> _TEXT EXCERPT_

MQTT Store and Forward allows data to be buffered locally at a client when connections are down to the MQTT Server infrastructure and deliver that data when the connection is restored. This feature is critical in most applications because if we lose connection to the MQTT Server we will lose data if it is not buffered locally. When Store and Forward is enabled and the edge node detects a disconnect to the MQTT Server, tags will be stored locally in a history store. When the edge node can reconnect to the MQTT Server, it will publish any stored tags. The rate at which these stored tags are flushed from the history store is configurable to prevent any delays in the delivery of live data.

Determining termining the settings for the MQTT Transmission History Store requires understanding the unique system properties at each Edge Node. These include the number of tags at the Edge Node and Device levels, the frequency at which these tags are changing, the required period for data storage and the RAM or disk based storage available on the Edge hardware.There are a number of factors involved in determining how much history data can be stored including but not limited to system resources such as CPU, RAM (especially when using 'In-Memory'), Disk IOPS (if using 'Disk-Backed'), the nominal tag change rate (e.g. number of tags changing per second in the system), the flush rate, bandwidth availability, whether flushing in order vs asynchronously, etc.


Tip

Review the MQTT Transmission Transmitters and Tag Trees documentation for help in identifying your Edge Node(s) and Device(s).


MQTT Transmission History Store requires the following parameters:

  • Type
    • The type of History Store with options of In-Memory and Disk-Backed
    • Data stored in an In-Memory History Store will not be persisted across a module configuration change, module disable/enable, module restart or power loss. 
    • Data stored in a Disk-Backed History Store will persist across a module configuration change, module disable/enable, module restart or power loss.
  • History Max Size
    • The maximum number of megabytes history can use before dropping the data
    • In-Memory History Store will use the Ignition Java Heap memory
    • Default is 500
  • History Max Age
    • Maximum number of minutes to store history before dropping the data.
  • Flush Quantity
    • The maximum number of tags to publish in a single message upon re-establishing communication.
    • Default 10,000
  • Flush Period
    • The period to wait in milliseconds between publishes when flushing messages upon re-establishing communication.
    • MQTT Transmission queries the history store and builds up a publish, and publishes it, and then delays by the Flush Period.

> _MATERIAL SUPPLIED_
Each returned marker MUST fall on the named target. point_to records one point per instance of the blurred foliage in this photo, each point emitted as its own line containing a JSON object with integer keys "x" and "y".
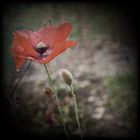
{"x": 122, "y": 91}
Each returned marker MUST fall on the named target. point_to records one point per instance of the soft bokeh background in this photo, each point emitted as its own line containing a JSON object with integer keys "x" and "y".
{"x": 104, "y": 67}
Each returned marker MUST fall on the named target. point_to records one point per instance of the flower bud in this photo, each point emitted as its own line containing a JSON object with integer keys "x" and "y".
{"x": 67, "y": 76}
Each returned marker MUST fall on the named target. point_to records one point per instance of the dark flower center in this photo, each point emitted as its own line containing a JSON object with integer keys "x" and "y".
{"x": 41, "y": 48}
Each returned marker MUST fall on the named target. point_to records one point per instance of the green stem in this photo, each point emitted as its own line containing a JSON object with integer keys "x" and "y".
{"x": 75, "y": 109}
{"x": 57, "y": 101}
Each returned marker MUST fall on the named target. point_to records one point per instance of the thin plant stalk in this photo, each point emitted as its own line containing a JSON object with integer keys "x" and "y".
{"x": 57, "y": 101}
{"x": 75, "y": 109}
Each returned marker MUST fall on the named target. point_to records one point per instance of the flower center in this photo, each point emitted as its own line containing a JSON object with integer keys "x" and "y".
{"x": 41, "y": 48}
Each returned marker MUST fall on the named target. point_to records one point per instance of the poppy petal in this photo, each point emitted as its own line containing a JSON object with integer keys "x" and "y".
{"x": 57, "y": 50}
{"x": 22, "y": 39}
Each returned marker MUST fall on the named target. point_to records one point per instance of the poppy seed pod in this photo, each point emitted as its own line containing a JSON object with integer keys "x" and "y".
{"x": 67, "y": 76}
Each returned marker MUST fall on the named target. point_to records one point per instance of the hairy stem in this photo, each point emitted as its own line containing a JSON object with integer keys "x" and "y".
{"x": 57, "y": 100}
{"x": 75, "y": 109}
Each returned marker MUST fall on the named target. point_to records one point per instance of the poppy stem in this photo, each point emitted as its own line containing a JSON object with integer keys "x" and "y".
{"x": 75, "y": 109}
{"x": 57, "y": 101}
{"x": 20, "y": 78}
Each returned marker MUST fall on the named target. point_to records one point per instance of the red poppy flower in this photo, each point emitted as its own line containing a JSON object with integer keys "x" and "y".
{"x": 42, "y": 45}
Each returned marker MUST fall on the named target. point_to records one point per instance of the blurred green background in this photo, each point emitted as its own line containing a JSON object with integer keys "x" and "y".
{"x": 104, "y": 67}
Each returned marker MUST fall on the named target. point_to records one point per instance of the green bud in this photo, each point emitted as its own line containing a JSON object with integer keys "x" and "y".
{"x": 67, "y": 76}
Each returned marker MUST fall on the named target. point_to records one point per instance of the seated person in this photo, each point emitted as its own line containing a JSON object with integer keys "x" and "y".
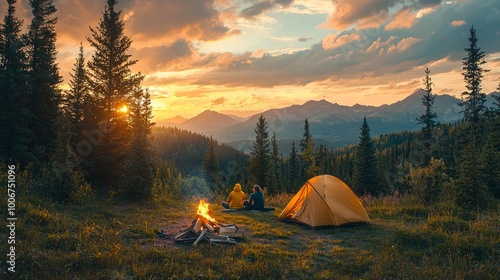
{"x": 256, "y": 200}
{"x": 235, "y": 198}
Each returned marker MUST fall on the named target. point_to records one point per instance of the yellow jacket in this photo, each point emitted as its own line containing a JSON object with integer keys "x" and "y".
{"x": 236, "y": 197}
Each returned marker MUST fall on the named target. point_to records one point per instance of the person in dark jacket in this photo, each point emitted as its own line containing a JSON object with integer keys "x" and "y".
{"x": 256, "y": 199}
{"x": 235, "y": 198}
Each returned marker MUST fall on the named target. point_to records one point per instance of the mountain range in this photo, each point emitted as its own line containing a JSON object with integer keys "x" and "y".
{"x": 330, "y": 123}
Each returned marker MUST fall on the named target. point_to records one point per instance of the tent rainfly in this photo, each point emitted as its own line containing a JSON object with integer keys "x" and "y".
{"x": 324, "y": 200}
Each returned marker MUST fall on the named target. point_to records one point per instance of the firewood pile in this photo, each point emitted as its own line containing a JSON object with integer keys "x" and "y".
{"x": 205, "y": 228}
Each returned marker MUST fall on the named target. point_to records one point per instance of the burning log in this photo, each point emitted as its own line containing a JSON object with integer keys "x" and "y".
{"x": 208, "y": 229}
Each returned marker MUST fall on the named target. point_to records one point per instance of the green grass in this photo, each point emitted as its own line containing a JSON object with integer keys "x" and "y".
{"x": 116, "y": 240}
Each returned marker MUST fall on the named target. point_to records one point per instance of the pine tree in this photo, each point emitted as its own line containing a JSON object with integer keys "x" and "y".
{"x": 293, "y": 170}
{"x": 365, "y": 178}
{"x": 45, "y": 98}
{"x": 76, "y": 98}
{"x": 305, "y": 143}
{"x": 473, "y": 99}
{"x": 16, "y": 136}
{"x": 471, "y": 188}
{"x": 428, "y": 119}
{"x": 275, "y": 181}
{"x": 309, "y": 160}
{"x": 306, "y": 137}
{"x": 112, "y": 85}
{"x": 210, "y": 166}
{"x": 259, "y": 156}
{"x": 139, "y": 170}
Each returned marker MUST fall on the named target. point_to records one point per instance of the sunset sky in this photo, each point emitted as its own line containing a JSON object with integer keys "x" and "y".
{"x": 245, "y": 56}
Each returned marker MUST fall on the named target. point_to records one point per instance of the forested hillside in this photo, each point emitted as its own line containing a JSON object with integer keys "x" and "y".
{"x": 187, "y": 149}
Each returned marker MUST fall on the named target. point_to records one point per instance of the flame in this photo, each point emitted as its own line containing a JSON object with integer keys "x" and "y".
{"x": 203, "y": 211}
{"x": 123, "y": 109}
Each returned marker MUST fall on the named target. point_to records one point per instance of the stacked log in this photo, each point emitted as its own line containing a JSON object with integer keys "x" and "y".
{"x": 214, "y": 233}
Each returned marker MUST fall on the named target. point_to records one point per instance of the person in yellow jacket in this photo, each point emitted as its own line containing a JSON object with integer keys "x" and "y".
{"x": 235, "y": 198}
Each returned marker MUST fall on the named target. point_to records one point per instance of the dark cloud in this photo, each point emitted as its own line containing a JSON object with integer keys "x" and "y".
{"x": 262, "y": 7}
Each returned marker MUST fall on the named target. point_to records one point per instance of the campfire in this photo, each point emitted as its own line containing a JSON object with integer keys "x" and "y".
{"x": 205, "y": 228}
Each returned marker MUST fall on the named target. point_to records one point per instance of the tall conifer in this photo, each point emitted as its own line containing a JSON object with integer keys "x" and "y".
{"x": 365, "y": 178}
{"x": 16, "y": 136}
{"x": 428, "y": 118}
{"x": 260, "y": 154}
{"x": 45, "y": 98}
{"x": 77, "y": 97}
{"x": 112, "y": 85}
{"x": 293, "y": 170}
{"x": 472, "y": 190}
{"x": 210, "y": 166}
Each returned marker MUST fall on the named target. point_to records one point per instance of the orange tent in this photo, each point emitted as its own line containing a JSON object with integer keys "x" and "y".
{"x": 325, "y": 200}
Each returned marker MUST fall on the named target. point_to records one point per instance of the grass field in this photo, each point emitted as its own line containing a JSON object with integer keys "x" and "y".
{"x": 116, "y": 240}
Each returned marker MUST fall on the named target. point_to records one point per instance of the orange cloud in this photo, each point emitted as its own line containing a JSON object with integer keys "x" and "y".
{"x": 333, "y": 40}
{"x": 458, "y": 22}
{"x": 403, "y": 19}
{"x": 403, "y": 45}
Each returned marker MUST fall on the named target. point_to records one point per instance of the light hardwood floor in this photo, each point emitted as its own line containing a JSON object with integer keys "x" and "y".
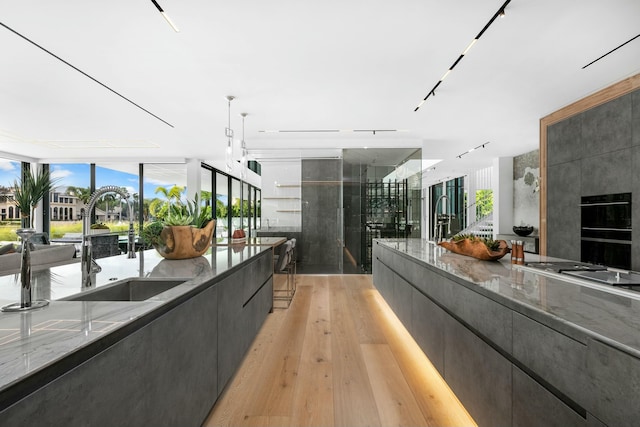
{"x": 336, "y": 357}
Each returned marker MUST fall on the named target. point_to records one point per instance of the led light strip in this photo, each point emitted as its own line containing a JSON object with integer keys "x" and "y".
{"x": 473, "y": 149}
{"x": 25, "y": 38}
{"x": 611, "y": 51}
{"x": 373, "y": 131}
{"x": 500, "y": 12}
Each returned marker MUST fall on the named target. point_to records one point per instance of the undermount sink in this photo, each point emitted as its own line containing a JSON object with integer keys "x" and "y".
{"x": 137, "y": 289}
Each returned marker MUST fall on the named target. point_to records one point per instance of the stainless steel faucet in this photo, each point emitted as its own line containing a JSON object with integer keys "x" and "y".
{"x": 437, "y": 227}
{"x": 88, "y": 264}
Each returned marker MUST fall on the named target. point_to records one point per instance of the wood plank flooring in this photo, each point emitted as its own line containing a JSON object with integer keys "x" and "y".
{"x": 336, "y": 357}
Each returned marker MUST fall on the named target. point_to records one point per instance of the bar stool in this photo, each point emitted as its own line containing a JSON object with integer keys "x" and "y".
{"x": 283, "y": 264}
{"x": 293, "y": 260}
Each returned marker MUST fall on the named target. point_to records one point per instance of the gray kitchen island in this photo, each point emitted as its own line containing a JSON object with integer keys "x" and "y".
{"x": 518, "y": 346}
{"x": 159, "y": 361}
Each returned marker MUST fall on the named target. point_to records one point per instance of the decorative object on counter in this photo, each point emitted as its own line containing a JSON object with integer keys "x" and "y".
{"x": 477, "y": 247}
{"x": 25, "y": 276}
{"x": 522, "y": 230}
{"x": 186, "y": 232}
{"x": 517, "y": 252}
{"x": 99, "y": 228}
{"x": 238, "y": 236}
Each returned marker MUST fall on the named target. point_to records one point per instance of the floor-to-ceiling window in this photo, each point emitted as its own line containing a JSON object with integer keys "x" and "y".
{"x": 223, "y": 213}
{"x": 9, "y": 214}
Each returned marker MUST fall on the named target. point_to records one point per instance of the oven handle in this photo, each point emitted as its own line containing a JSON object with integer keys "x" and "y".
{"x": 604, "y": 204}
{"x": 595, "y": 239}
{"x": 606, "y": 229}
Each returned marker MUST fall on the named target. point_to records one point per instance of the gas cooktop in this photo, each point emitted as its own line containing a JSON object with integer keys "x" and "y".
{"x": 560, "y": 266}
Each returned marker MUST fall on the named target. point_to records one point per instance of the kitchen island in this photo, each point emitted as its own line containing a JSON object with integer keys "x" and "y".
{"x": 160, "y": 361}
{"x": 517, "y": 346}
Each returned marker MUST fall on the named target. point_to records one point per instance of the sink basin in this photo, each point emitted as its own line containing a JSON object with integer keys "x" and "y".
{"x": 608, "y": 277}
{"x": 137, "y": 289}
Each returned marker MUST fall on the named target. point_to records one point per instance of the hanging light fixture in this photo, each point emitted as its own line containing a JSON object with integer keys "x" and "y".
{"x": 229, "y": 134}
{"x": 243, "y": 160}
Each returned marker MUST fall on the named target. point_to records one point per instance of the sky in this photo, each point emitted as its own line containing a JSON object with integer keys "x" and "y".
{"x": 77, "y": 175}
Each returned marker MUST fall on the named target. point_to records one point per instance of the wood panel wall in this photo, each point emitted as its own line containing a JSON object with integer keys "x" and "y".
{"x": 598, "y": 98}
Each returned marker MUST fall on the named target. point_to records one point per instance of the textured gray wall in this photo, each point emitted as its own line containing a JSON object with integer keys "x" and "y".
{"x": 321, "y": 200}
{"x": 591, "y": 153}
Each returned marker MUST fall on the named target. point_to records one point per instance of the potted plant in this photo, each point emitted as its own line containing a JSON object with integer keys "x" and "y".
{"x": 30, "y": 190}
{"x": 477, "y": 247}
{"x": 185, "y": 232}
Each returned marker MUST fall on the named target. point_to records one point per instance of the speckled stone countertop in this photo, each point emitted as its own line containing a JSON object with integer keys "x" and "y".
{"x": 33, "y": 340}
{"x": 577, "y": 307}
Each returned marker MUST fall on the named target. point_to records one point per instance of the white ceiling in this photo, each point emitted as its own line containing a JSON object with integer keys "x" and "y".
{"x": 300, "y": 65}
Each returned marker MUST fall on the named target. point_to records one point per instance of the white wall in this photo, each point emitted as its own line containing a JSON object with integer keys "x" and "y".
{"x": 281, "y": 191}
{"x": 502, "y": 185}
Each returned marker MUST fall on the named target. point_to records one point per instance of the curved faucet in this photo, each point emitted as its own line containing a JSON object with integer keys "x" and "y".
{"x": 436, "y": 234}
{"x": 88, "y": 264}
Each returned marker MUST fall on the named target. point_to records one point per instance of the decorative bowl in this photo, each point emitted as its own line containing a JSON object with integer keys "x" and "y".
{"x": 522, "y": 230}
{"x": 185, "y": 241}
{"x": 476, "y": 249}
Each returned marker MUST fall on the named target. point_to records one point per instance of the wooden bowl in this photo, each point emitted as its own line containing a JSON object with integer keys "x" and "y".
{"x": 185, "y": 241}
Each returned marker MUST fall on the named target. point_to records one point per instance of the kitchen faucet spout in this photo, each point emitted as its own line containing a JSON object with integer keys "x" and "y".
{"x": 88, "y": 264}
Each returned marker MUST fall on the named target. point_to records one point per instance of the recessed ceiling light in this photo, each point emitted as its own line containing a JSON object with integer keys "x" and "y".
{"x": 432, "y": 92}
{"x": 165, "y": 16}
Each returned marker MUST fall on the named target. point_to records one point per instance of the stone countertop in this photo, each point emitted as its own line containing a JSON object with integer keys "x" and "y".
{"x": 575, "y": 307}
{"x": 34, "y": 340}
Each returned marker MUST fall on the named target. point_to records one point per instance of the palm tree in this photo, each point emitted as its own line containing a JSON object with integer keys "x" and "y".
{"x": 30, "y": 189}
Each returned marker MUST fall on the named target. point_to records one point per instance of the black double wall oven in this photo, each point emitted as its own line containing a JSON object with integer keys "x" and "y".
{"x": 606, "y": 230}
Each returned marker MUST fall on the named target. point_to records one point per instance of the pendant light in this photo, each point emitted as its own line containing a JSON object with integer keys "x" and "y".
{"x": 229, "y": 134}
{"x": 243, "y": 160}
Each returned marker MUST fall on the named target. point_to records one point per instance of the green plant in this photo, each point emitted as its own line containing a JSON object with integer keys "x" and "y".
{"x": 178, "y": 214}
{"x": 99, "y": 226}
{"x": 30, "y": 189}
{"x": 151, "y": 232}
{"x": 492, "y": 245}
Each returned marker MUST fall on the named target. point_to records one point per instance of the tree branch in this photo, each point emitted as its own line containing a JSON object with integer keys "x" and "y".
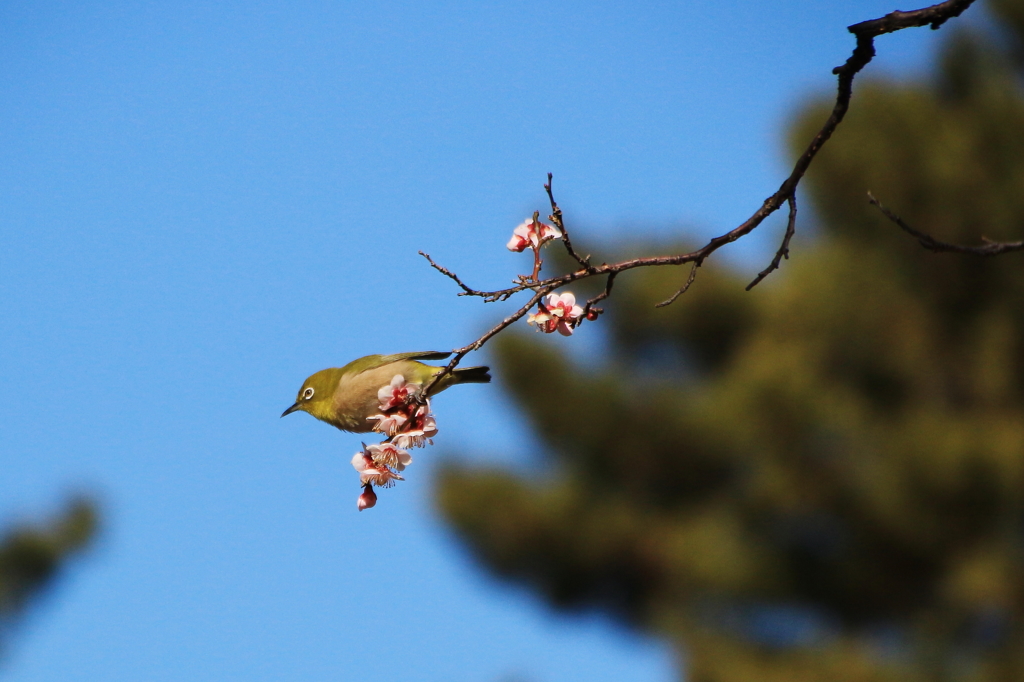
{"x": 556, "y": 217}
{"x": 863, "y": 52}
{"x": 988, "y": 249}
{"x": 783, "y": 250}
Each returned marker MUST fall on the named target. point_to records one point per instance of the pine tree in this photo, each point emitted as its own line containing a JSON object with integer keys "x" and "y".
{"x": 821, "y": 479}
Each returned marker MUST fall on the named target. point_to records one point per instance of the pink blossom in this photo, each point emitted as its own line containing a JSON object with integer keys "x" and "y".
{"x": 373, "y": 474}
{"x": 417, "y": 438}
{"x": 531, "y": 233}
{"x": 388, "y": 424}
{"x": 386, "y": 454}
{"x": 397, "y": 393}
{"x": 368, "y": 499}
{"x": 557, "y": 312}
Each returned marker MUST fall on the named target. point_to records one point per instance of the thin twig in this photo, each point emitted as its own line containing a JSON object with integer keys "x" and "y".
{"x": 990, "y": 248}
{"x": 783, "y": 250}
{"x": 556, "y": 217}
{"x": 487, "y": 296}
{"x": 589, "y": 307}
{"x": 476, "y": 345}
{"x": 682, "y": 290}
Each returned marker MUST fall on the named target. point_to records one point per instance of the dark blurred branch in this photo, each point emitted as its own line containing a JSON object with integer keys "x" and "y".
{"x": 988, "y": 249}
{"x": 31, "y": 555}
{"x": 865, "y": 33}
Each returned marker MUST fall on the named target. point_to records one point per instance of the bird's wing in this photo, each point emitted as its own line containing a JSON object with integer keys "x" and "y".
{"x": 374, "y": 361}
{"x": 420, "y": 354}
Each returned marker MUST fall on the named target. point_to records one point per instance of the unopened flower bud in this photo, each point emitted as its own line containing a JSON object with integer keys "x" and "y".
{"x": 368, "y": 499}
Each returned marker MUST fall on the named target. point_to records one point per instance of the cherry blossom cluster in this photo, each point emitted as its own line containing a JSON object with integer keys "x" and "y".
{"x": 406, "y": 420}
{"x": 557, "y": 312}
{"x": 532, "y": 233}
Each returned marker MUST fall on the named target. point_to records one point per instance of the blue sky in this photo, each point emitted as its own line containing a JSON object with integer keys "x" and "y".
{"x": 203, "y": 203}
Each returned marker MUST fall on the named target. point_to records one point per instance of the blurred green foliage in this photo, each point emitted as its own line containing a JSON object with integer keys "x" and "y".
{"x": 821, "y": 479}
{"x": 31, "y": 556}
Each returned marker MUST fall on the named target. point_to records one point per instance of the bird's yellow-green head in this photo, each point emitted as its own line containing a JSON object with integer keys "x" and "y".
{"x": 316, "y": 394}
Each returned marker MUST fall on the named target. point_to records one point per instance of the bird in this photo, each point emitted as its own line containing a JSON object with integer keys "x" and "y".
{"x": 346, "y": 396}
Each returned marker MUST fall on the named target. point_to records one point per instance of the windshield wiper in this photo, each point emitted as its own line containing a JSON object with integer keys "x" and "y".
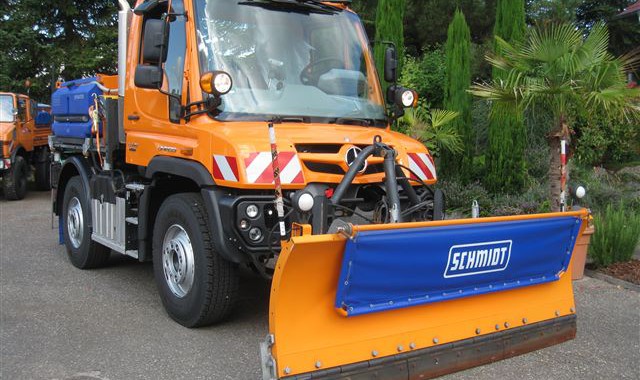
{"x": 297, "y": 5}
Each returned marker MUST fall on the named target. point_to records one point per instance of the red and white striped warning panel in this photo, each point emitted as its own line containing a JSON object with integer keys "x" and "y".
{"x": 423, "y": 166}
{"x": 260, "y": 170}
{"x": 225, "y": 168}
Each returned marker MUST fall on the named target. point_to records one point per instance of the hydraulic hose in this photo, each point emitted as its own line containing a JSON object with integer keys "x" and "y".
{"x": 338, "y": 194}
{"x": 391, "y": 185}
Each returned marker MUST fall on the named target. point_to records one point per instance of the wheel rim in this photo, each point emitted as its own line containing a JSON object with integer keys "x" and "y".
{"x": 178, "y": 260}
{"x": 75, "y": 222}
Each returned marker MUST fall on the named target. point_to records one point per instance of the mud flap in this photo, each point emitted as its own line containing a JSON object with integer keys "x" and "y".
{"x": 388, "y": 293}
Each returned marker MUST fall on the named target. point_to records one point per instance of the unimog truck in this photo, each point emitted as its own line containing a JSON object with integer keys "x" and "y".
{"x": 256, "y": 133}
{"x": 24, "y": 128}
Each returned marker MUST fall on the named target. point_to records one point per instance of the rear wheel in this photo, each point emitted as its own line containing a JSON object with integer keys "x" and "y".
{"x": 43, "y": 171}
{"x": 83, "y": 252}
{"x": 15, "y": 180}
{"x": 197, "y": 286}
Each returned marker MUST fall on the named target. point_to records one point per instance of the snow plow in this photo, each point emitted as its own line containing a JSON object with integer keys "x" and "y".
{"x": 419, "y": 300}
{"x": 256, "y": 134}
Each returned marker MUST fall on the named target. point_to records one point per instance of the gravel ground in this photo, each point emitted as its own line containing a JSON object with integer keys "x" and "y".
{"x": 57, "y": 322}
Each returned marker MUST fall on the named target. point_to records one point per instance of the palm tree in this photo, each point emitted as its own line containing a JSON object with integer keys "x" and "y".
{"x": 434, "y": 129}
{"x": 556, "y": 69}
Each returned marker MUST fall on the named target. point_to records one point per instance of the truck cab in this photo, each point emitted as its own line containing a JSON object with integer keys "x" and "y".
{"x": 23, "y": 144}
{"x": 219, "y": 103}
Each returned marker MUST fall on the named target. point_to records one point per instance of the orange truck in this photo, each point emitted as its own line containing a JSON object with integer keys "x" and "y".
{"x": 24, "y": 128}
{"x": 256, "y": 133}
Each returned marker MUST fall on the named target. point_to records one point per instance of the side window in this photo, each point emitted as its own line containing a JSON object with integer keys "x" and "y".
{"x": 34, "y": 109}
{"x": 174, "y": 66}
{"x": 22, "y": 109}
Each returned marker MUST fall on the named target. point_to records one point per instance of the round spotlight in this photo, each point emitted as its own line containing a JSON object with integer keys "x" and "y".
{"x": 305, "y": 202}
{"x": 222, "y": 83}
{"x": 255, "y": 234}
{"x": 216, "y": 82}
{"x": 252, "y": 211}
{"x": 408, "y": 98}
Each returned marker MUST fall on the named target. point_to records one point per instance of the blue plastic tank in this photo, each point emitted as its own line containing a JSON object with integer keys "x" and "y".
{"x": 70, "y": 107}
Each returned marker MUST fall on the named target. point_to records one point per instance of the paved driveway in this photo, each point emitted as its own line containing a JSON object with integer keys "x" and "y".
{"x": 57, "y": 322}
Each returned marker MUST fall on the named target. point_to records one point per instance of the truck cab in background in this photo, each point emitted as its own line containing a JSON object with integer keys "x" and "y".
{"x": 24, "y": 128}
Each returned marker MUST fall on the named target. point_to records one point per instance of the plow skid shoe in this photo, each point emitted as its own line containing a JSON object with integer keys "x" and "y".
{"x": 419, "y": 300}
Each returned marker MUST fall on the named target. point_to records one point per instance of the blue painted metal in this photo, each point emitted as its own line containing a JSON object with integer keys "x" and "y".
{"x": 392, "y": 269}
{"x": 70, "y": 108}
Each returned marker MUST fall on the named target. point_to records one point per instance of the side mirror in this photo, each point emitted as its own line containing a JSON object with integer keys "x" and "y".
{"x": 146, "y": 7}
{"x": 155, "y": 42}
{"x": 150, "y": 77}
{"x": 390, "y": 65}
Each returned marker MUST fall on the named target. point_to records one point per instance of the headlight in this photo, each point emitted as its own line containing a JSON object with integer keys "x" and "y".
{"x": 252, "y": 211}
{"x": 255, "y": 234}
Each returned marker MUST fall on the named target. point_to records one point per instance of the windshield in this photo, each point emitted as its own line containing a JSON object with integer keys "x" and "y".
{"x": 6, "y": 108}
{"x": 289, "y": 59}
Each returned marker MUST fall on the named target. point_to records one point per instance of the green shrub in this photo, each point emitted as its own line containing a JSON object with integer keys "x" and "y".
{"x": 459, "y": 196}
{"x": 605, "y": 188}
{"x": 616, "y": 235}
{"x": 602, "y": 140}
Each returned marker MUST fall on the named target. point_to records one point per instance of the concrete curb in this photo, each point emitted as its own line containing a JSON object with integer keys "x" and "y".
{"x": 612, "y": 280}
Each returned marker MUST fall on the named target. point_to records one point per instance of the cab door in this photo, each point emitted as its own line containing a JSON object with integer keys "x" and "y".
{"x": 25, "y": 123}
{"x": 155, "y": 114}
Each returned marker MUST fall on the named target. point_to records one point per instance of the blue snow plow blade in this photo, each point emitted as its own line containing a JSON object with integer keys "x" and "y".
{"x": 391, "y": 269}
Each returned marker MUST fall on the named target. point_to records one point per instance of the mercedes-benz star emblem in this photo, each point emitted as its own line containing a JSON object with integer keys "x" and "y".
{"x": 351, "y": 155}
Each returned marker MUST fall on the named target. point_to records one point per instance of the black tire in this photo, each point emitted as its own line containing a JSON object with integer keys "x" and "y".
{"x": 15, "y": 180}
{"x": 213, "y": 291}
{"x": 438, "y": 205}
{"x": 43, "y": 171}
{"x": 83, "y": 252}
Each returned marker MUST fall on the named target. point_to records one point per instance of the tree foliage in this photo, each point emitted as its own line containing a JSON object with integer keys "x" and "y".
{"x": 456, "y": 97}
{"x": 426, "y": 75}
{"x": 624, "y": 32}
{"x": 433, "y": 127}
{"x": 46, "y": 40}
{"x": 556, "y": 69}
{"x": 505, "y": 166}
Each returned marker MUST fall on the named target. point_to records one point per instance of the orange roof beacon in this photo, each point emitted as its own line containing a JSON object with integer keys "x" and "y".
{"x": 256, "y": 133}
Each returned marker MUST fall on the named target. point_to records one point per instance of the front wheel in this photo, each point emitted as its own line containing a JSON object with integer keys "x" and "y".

> _GOAL_
Please answer these questions from the MQTT Store and Forward text:
(a) With Store and Forward enabled, where are tags stored when the edge node detects a disconnect to the MQTT Server?
(b) What is the default value of History Max Size?
(c) In what unit is the Flush Period given?
The data isn't needed for this exercise.

> _CORRECT OUTPUT_
(a) Locally, in a history store.
(b) 500 megabytes.
(c) Milliseconds.